§ INSTRUCTIONS FOR THE TASK
Copy the material below word for word, from its first line through the line containing "<point>499,137</point>", with both ends included.

§ Stored data
----------------------------------------
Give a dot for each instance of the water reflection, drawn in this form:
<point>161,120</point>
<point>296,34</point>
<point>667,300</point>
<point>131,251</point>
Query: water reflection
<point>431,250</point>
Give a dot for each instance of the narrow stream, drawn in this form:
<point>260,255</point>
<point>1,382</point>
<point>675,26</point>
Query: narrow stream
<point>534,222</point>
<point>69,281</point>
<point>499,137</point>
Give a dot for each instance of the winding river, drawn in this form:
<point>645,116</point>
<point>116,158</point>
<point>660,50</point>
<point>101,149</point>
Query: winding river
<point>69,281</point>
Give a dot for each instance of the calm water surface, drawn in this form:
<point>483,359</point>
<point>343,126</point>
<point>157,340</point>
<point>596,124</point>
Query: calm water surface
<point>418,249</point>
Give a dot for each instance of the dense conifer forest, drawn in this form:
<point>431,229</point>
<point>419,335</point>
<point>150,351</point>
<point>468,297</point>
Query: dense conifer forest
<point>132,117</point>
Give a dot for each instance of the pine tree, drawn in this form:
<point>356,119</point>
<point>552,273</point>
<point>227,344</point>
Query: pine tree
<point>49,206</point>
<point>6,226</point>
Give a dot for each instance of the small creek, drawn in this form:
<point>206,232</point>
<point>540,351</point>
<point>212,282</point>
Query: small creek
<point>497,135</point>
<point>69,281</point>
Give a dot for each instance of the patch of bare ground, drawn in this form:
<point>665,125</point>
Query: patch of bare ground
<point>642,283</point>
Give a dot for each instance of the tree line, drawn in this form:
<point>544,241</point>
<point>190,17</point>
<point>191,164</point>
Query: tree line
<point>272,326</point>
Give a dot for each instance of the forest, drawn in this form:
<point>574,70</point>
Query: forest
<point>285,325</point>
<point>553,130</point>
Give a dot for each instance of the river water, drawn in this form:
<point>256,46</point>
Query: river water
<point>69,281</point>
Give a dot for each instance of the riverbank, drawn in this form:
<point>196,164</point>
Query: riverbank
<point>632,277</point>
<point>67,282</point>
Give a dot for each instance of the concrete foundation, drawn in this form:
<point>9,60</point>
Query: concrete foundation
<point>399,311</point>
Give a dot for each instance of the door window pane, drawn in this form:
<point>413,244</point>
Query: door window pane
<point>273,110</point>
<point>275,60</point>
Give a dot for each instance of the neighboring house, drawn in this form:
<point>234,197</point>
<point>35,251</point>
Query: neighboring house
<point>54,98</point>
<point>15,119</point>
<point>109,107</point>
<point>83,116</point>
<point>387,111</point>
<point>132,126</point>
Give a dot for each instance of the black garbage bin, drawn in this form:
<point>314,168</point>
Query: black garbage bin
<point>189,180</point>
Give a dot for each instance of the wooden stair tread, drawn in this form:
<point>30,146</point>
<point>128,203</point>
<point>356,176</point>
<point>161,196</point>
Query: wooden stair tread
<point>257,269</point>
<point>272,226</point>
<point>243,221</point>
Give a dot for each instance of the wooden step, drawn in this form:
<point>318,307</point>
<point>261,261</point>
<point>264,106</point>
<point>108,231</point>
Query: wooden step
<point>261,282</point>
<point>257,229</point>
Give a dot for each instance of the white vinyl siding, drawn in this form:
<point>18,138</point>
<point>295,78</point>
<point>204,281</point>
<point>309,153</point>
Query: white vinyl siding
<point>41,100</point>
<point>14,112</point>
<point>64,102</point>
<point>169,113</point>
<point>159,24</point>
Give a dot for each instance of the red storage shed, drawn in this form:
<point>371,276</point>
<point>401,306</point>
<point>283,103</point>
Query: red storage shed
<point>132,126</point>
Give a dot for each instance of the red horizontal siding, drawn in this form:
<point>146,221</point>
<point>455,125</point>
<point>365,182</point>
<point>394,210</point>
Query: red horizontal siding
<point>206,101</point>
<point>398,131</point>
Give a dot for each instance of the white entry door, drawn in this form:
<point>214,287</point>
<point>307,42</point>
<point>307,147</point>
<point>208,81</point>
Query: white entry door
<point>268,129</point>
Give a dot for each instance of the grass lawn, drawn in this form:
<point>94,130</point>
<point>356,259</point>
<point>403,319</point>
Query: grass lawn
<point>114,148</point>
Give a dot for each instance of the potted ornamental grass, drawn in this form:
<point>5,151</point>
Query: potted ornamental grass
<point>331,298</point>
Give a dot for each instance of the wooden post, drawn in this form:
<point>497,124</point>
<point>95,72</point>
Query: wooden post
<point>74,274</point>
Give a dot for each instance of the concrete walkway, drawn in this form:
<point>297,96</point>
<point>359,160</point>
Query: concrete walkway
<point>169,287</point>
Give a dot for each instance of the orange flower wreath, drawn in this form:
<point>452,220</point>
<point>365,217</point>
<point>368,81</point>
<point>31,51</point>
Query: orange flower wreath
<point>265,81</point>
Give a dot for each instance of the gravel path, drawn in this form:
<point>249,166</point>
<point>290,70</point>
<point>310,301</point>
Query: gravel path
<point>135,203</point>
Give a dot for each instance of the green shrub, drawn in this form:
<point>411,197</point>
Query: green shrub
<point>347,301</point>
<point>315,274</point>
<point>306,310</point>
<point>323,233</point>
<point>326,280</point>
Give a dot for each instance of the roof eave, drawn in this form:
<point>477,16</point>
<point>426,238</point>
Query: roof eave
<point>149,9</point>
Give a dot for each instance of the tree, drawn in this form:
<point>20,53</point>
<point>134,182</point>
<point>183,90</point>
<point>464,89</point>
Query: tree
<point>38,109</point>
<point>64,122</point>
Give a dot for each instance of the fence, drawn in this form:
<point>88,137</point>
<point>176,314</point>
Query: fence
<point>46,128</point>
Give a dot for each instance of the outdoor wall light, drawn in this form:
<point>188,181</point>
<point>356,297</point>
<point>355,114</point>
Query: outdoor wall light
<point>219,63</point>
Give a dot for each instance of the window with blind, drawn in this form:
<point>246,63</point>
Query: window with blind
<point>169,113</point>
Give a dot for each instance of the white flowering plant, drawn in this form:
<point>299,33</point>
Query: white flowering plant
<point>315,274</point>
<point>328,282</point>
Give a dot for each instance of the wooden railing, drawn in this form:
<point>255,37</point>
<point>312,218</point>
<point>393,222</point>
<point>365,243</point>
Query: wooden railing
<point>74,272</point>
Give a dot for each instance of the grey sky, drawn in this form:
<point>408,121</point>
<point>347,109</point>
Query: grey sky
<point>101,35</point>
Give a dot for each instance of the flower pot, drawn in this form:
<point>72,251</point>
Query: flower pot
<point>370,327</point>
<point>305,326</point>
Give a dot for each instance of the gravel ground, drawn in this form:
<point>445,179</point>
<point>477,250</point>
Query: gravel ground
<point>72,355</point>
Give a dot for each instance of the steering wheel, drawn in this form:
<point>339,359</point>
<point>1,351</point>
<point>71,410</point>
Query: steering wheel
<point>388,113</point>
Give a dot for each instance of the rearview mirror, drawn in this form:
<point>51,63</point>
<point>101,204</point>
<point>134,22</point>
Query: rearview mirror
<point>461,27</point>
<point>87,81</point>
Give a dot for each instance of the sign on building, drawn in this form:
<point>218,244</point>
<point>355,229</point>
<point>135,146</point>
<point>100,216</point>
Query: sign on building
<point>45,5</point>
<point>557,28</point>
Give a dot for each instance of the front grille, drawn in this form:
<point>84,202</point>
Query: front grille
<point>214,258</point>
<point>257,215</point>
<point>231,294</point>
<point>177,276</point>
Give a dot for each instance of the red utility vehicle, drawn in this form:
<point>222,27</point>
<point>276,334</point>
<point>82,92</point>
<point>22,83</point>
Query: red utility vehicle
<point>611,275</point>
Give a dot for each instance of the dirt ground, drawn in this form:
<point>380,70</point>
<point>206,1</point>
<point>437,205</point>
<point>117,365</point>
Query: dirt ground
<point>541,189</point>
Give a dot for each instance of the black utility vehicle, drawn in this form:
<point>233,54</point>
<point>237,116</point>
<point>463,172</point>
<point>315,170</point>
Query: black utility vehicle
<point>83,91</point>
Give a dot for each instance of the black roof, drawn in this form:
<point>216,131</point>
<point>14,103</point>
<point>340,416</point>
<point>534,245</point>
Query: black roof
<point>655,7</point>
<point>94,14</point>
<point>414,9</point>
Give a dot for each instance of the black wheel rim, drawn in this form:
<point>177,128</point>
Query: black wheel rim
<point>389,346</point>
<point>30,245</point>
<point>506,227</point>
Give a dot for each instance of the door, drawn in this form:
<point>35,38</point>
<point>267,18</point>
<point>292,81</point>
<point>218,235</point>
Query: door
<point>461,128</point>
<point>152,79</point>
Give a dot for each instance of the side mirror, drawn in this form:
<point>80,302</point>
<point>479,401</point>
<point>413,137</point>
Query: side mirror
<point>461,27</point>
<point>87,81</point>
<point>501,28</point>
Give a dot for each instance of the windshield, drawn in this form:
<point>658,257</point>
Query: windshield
----------------------------------------
§ REPLY
Give a dot for each instance of the water reflection, drawn in this form:
<point>161,120</point>
<point>296,34</point>
<point>667,300</point>
<point>131,251</point>
Query: water reflection
<point>431,250</point>
Give a dot for each instance of the narrow stream, drawn in this form:
<point>260,255</point>
<point>1,382</point>
<point>675,26</point>
Query: narrow stream
<point>534,222</point>
<point>69,281</point>
<point>499,137</point>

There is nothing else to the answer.